- Set problem
Say whether each statement agrees with the forum thread on an increasing function, answering yes or no and quoting the thread's deciding words. 1. The person asking gets the same answer as the textbook. 2. A reply says that dividing both sides of an inequality by a negative value changes the inequality's direction. 3. A reply says that expanding (x+3)^2 was required.

- Provided passage
····················

1. ## increasing function

hi i've got a question and i'm coming up with a slightly different answer to my textbook so could someone please show me what i'm doing wrong:

find the set of values of x for which the function h, where $\displaystyle h(x) = 2 - (x + 3)^2$ is increasing

well the first thing i did was expand the brackets and differentiate:
$\displaystyle h(x) = 2 - x^2 + 6x + 9$ then $\displaystyle \frac{dh}{dx} = -2x + 6$

then arranged it like so: $\displaystyle -2x + 6 > 0 \implies -2x > -6 \implies x > -3$

the books answer is $\displaystyle x < -3$

any help would be appreciated, thanks

2. Originally Posted by mark
hi i've got a question and i'm coming up with a slightly different answer to my textbook so could someone please show me what i'm doing wrong:

find the set of values of x for which the function h, where $\displaystyle h(x) = 2 - (x + 3)^2$ is increasing

well the first thing i did was expand the brackets and differentiate:
$\displaystyle h(x) = 2 - x^2 + 6x + 9$ then $\displaystyle \frac{dh}{dx} = -2x + 6$

then arranged it like so: $\displaystyle -2x + 6 > 0 \implies -2x > -6 \implies x > -3$
when you divide both sides of an inequality by a negative value, the direction of the inequality changes.

the books answer is $\displaystyle x < -3$

any help would be appreciated, thanks
...

3. oh i see, i thought the minus 2 would turn to a plus 2 when it was moved to the other side of the inequality? does it just stay the same then when you're using it to divide?

4. Originally Posted by mark
oh i see, i thought the minus 2 would turn to a plus 2 when it was moved to the other side of the inequality? does it just stay the same then when you're using it to divide?
your algebra skills need some practice ...

after looking at your problem again, I see another mistake.

$\displaystyle h(x) = 2 - (x+3)^2$

$\displaystyle h(x) = 2 - (x^2 + 6x + 9)$

$\displaystyle h(x) = 2 - x^2 - 6x - 9$

$\displaystyle h'(x) = -2x - 6$

$\displaystyle -2x - 6 > 0$

$\displaystyle -2x > 6$

$\displaystyle \frac{-2x}{-2} > \frac{6}{-2}$

$\displaystyle x < -3$

also, note that you did not need to expand the (x+3)^2 in the first place ...

$\displaystyle h(x) = 2 - (x+3)^2$

$\displaystyle h'(x) = -2(x+3)$

$\displaystyle -2(x+3) > 0$

$\displaystyle x+3 < 0$

$\displaystyle x < -3$

x < -3

5. yeah it does need some practice. cheers

····················

- Material
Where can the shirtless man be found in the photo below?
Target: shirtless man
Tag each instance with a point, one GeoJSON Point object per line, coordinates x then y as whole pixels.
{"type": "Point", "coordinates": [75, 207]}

····················

- Exercise solution
1. No: "i'm coming up with a slightly different answer to my textbook"
2. Yes: "when you divide both sides of an inequality by a negative value, the direction of the inequality changes."
3. No: "you did not need to expand the (x+3)^2 in the first place"